- [AIM]: Please count the lines of the records below that contain the string "Give", with case counting, and reply with the number alone.

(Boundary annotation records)
-- BEGIN --

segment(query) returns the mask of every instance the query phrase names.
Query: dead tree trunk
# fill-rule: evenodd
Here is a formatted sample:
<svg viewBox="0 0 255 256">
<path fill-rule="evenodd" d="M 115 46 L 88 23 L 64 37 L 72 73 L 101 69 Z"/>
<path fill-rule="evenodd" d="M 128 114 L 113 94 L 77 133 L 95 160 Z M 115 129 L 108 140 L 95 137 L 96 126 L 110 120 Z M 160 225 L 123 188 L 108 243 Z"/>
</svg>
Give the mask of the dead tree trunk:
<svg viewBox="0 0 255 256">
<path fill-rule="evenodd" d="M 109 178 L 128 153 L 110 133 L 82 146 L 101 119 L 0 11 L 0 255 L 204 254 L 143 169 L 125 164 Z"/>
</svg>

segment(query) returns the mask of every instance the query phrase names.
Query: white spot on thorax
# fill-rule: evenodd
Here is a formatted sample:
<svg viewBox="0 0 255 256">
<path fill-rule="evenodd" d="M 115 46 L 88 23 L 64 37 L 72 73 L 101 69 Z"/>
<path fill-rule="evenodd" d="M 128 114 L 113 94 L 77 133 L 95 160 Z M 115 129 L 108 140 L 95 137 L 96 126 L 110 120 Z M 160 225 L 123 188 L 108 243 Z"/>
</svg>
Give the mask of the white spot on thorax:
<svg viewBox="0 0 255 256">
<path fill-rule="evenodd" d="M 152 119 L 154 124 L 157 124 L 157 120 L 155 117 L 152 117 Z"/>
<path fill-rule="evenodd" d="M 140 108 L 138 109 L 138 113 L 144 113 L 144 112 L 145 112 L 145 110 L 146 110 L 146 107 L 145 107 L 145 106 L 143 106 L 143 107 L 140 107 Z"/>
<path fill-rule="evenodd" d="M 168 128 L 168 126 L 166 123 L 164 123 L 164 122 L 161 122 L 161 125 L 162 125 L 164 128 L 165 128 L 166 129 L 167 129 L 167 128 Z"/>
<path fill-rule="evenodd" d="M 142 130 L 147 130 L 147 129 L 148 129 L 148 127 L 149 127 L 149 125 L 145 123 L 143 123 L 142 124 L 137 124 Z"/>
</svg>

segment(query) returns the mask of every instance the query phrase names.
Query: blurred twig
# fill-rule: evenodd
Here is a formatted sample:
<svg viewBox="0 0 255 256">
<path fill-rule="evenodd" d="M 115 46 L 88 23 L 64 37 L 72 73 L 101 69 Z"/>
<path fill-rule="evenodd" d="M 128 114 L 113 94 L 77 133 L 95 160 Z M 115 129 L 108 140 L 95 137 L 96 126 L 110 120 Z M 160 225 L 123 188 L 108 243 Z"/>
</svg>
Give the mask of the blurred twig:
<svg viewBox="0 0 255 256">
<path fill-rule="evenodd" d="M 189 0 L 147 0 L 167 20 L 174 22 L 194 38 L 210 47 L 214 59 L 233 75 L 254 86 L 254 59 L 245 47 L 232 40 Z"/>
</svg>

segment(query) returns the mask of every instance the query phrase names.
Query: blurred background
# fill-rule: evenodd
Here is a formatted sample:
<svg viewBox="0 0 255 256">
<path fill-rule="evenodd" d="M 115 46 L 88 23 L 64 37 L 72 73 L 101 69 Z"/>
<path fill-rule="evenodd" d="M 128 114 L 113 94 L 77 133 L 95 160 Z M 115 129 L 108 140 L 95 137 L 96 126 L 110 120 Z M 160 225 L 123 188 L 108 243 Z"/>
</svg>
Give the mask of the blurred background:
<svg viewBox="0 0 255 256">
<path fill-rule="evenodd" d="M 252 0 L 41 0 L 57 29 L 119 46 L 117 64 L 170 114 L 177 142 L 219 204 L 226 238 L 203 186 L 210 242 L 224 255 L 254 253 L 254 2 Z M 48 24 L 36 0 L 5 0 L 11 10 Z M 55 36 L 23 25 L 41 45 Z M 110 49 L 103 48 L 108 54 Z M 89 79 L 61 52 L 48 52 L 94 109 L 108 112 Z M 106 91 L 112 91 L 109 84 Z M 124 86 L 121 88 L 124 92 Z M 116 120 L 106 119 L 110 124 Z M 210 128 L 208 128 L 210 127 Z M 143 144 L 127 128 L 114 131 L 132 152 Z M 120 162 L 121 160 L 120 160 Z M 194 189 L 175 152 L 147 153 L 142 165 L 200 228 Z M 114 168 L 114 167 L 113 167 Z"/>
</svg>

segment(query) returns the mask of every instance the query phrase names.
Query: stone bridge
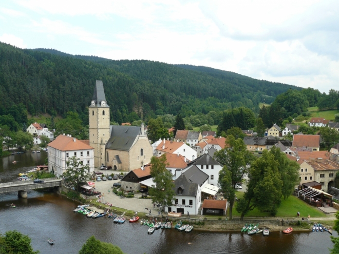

-- END --

- [FINAL RESULT]: 4